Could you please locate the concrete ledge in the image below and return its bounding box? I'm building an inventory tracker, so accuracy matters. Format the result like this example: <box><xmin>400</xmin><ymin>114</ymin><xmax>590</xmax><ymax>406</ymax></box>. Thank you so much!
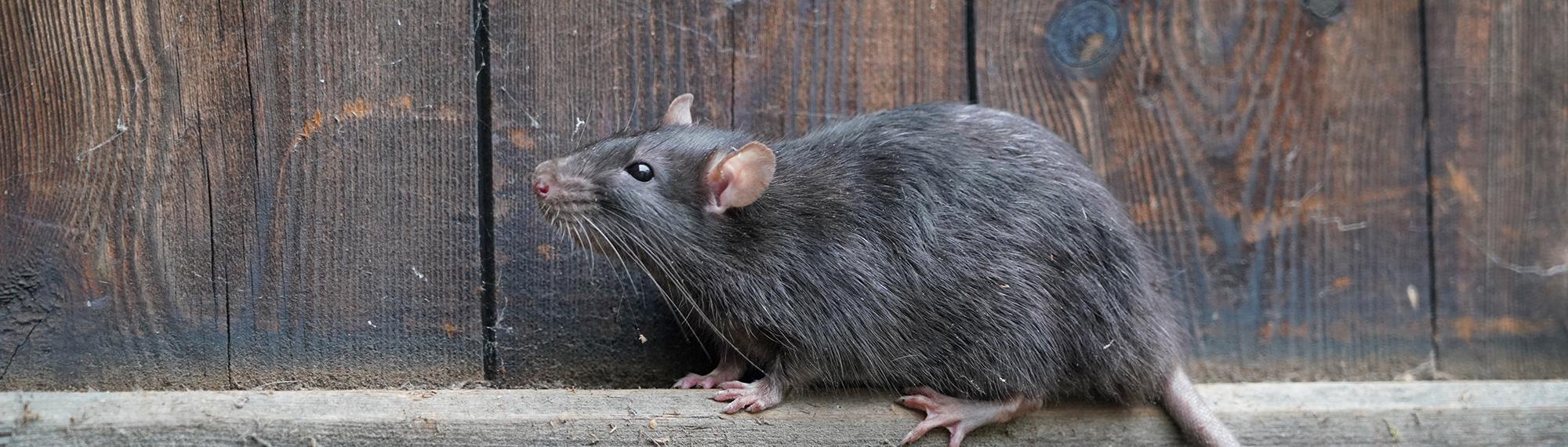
<box><xmin>0</xmin><ymin>381</ymin><xmax>1568</xmax><ymax>445</ymax></box>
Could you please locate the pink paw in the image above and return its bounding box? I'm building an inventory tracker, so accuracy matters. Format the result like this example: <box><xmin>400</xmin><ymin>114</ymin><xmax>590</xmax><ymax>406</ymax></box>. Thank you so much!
<box><xmin>713</xmin><ymin>380</ymin><xmax>784</xmax><ymax>414</ymax></box>
<box><xmin>674</xmin><ymin>373</ymin><xmax>732</xmax><ymax>389</ymax></box>
<box><xmin>898</xmin><ymin>386</ymin><xmax>1038</xmax><ymax>447</ymax></box>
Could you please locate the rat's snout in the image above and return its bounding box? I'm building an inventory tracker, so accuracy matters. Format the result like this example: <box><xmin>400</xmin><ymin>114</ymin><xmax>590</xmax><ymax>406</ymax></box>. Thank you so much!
<box><xmin>533</xmin><ymin>160</ymin><xmax>560</xmax><ymax>199</ymax></box>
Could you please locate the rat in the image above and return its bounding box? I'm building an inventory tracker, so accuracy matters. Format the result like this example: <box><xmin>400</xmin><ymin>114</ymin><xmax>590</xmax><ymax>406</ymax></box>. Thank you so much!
<box><xmin>532</xmin><ymin>94</ymin><xmax>1237</xmax><ymax>447</ymax></box>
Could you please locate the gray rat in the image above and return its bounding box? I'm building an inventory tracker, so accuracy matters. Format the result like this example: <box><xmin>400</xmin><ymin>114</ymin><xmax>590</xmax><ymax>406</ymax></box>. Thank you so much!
<box><xmin>533</xmin><ymin>94</ymin><xmax>1237</xmax><ymax>445</ymax></box>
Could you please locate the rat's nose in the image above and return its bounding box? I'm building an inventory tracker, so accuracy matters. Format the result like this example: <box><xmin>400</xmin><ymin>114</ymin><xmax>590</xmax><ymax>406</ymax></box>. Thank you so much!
<box><xmin>533</xmin><ymin>160</ymin><xmax>555</xmax><ymax>199</ymax></box>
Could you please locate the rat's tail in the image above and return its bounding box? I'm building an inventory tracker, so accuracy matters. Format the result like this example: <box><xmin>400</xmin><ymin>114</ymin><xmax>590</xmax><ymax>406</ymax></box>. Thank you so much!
<box><xmin>1160</xmin><ymin>367</ymin><xmax>1242</xmax><ymax>447</ymax></box>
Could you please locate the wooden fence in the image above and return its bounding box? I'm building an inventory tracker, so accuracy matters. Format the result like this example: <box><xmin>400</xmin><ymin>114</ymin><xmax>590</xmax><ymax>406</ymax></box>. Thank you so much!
<box><xmin>0</xmin><ymin>0</ymin><xmax>1568</xmax><ymax>389</ymax></box>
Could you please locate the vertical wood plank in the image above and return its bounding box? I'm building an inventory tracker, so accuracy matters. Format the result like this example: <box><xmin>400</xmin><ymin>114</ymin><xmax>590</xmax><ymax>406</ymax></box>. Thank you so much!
<box><xmin>0</xmin><ymin>2</ymin><xmax>232</xmax><ymax>389</ymax></box>
<box><xmin>734</xmin><ymin>0</ymin><xmax>969</xmax><ymax>138</ymax></box>
<box><xmin>489</xmin><ymin>0</ymin><xmax>734</xmax><ymax>387</ymax></box>
<box><xmin>213</xmin><ymin>2</ymin><xmax>483</xmax><ymax>387</ymax></box>
<box><xmin>975</xmin><ymin>0</ymin><xmax>1432</xmax><ymax>381</ymax></box>
<box><xmin>1427</xmin><ymin>0</ymin><xmax>1568</xmax><ymax>380</ymax></box>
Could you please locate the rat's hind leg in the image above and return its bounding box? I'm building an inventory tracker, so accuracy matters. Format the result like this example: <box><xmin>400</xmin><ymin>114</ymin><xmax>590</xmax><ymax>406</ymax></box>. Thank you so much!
<box><xmin>898</xmin><ymin>386</ymin><xmax>1040</xmax><ymax>447</ymax></box>
<box><xmin>674</xmin><ymin>348</ymin><xmax>746</xmax><ymax>389</ymax></box>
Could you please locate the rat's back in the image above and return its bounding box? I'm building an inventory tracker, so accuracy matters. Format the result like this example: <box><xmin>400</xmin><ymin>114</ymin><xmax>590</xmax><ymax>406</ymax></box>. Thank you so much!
<box><xmin>742</xmin><ymin>104</ymin><xmax>1178</xmax><ymax>402</ymax></box>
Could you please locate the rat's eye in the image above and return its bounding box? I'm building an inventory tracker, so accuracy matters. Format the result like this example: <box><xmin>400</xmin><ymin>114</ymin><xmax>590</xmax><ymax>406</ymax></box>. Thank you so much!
<box><xmin>626</xmin><ymin>162</ymin><xmax>654</xmax><ymax>182</ymax></box>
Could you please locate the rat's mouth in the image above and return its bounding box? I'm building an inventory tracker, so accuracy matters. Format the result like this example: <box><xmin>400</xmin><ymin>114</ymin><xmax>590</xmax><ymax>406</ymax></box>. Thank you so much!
<box><xmin>539</xmin><ymin>201</ymin><xmax>612</xmax><ymax>254</ymax></box>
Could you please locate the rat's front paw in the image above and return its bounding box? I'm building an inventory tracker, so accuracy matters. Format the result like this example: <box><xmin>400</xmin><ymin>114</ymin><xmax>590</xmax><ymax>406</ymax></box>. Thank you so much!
<box><xmin>713</xmin><ymin>378</ymin><xmax>784</xmax><ymax>414</ymax></box>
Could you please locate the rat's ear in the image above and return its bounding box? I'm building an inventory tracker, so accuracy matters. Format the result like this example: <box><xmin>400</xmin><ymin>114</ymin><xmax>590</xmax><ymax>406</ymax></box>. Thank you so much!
<box><xmin>704</xmin><ymin>141</ymin><xmax>773</xmax><ymax>213</ymax></box>
<box><xmin>665</xmin><ymin>93</ymin><xmax>691</xmax><ymax>125</ymax></box>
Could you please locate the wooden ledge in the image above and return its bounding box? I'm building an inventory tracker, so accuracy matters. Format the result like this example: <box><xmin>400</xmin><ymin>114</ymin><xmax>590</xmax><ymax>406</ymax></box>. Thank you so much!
<box><xmin>0</xmin><ymin>381</ymin><xmax>1568</xmax><ymax>445</ymax></box>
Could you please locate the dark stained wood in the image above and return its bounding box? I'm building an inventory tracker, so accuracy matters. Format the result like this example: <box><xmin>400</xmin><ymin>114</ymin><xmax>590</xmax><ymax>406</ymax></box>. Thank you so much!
<box><xmin>975</xmin><ymin>0</ymin><xmax>1432</xmax><ymax>381</ymax></box>
<box><xmin>213</xmin><ymin>2</ymin><xmax>483</xmax><ymax>387</ymax></box>
<box><xmin>734</xmin><ymin>0</ymin><xmax>969</xmax><ymax>138</ymax></box>
<box><xmin>489</xmin><ymin>2</ymin><xmax>734</xmax><ymax>387</ymax></box>
<box><xmin>1427</xmin><ymin>0</ymin><xmax>1568</xmax><ymax>380</ymax></box>
<box><xmin>0</xmin><ymin>2</ymin><xmax>232</xmax><ymax>389</ymax></box>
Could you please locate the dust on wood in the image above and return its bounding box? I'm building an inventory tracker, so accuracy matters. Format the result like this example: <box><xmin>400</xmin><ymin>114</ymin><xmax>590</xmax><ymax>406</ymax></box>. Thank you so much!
<box><xmin>212</xmin><ymin>2</ymin><xmax>483</xmax><ymax>389</ymax></box>
<box><xmin>9</xmin><ymin>381</ymin><xmax>1568</xmax><ymax>445</ymax></box>
<box><xmin>0</xmin><ymin>2</ymin><xmax>230</xmax><ymax>389</ymax></box>
<box><xmin>1430</xmin><ymin>0</ymin><xmax>1568</xmax><ymax>380</ymax></box>
<box><xmin>732</xmin><ymin>0</ymin><xmax>969</xmax><ymax>138</ymax></box>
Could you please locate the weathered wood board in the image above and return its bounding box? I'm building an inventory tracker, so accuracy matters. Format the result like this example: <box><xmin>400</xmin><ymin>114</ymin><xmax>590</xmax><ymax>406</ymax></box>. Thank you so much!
<box><xmin>213</xmin><ymin>2</ymin><xmax>483</xmax><ymax>387</ymax></box>
<box><xmin>489</xmin><ymin>2</ymin><xmax>734</xmax><ymax>387</ymax></box>
<box><xmin>975</xmin><ymin>0</ymin><xmax>1432</xmax><ymax>381</ymax></box>
<box><xmin>732</xmin><ymin>0</ymin><xmax>969</xmax><ymax>138</ymax></box>
<box><xmin>1427</xmin><ymin>0</ymin><xmax>1568</xmax><ymax>378</ymax></box>
<box><xmin>0</xmin><ymin>381</ymin><xmax>1568</xmax><ymax>447</ymax></box>
<box><xmin>491</xmin><ymin>2</ymin><xmax>967</xmax><ymax>387</ymax></box>
<box><xmin>0</xmin><ymin>2</ymin><xmax>232</xmax><ymax>389</ymax></box>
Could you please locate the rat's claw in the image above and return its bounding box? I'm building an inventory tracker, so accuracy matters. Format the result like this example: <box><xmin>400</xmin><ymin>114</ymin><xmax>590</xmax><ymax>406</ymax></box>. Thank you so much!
<box><xmin>898</xmin><ymin>386</ymin><xmax>1040</xmax><ymax>447</ymax></box>
<box><xmin>713</xmin><ymin>380</ymin><xmax>784</xmax><ymax>414</ymax></box>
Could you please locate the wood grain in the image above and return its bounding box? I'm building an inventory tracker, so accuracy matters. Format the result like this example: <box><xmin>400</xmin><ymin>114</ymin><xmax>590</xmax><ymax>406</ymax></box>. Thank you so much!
<box><xmin>12</xmin><ymin>381</ymin><xmax>1568</xmax><ymax>447</ymax></box>
<box><xmin>1427</xmin><ymin>0</ymin><xmax>1568</xmax><ymax>378</ymax></box>
<box><xmin>975</xmin><ymin>0</ymin><xmax>1432</xmax><ymax>381</ymax></box>
<box><xmin>489</xmin><ymin>2</ymin><xmax>734</xmax><ymax>387</ymax></box>
<box><xmin>213</xmin><ymin>2</ymin><xmax>483</xmax><ymax>387</ymax></box>
<box><xmin>0</xmin><ymin>2</ymin><xmax>235</xmax><ymax>389</ymax></box>
<box><xmin>734</xmin><ymin>0</ymin><xmax>969</xmax><ymax>138</ymax></box>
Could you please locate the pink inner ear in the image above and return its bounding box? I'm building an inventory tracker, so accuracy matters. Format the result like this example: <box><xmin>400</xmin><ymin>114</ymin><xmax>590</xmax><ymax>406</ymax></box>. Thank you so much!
<box><xmin>707</xmin><ymin>174</ymin><xmax>729</xmax><ymax>209</ymax></box>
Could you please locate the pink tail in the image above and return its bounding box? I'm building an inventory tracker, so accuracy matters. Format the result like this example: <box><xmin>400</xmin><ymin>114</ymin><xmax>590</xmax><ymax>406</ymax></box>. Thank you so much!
<box><xmin>1162</xmin><ymin>367</ymin><xmax>1242</xmax><ymax>447</ymax></box>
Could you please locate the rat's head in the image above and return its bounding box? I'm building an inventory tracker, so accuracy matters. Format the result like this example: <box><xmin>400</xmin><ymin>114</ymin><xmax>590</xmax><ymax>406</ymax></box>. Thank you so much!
<box><xmin>533</xmin><ymin>94</ymin><xmax>775</xmax><ymax>253</ymax></box>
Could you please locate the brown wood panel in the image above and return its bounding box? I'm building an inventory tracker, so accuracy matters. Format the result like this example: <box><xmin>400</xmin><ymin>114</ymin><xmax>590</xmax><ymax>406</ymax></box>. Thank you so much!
<box><xmin>213</xmin><ymin>2</ymin><xmax>483</xmax><ymax>387</ymax></box>
<box><xmin>489</xmin><ymin>2</ymin><xmax>734</xmax><ymax>387</ymax></box>
<box><xmin>975</xmin><ymin>0</ymin><xmax>1432</xmax><ymax>381</ymax></box>
<box><xmin>1427</xmin><ymin>0</ymin><xmax>1568</xmax><ymax>380</ymax></box>
<box><xmin>0</xmin><ymin>2</ymin><xmax>235</xmax><ymax>389</ymax></box>
<box><xmin>734</xmin><ymin>0</ymin><xmax>969</xmax><ymax>138</ymax></box>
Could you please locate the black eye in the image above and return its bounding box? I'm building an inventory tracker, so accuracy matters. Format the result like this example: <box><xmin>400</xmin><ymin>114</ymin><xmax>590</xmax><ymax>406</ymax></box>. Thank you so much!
<box><xmin>626</xmin><ymin>162</ymin><xmax>654</xmax><ymax>182</ymax></box>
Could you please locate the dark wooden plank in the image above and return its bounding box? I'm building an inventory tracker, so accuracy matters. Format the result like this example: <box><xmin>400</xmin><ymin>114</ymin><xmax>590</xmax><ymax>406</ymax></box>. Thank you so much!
<box><xmin>975</xmin><ymin>0</ymin><xmax>1432</xmax><ymax>381</ymax></box>
<box><xmin>0</xmin><ymin>2</ymin><xmax>234</xmax><ymax>389</ymax></box>
<box><xmin>9</xmin><ymin>381</ymin><xmax>1568</xmax><ymax>447</ymax></box>
<box><xmin>213</xmin><ymin>2</ymin><xmax>483</xmax><ymax>387</ymax></box>
<box><xmin>1427</xmin><ymin>0</ymin><xmax>1568</xmax><ymax>378</ymax></box>
<box><xmin>734</xmin><ymin>0</ymin><xmax>969</xmax><ymax>138</ymax></box>
<box><xmin>489</xmin><ymin>2</ymin><xmax>734</xmax><ymax>387</ymax></box>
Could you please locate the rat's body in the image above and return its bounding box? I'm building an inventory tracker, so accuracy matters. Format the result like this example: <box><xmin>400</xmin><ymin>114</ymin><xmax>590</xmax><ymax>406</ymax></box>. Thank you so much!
<box><xmin>536</xmin><ymin>97</ymin><xmax>1234</xmax><ymax>445</ymax></box>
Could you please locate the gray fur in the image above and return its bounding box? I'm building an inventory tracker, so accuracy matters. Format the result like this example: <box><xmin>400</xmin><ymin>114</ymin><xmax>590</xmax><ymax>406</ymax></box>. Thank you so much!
<box><xmin>541</xmin><ymin>104</ymin><xmax>1236</xmax><ymax>442</ymax></box>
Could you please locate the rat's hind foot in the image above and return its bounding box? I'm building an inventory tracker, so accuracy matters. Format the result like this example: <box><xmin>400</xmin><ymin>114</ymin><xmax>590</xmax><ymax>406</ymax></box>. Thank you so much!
<box><xmin>674</xmin><ymin>365</ymin><xmax>740</xmax><ymax>389</ymax></box>
<box><xmin>713</xmin><ymin>378</ymin><xmax>784</xmax><ymax>414</ymax></box>
<box><xmin>898</xmin><ymin>386</ymin><xmax>1040</xmax><ymax>447</ymax></box>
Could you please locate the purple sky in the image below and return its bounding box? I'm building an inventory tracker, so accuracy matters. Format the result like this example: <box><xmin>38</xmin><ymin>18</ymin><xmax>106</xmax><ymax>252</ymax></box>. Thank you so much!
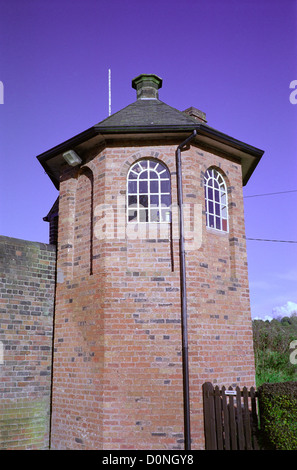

######

PROBLEM:
Show every line of the records above that contains the string "hind", treating uppercase and lowercase as different.

THE REPLY:
Could you please locate the rat's hind leg in the image above and return its bounding box? I'm building an inventory tracker, so accuracy matters. Format the result like this example: <box><xmin>400</xmin><ymin>114</ymin><xmax>590</xmax><ymax>406</ymax></box>. Thank you so much!
Could you please locate the rat's hind foot in the image above and return its bounding box? I'm building an inventory tracker, so accuracy matters. Format the result like this example: <box><xmin>400</xmin><ymin>114</ymin><xmax>590</xmax><ymax>406</ymax></box>. Thank you so much!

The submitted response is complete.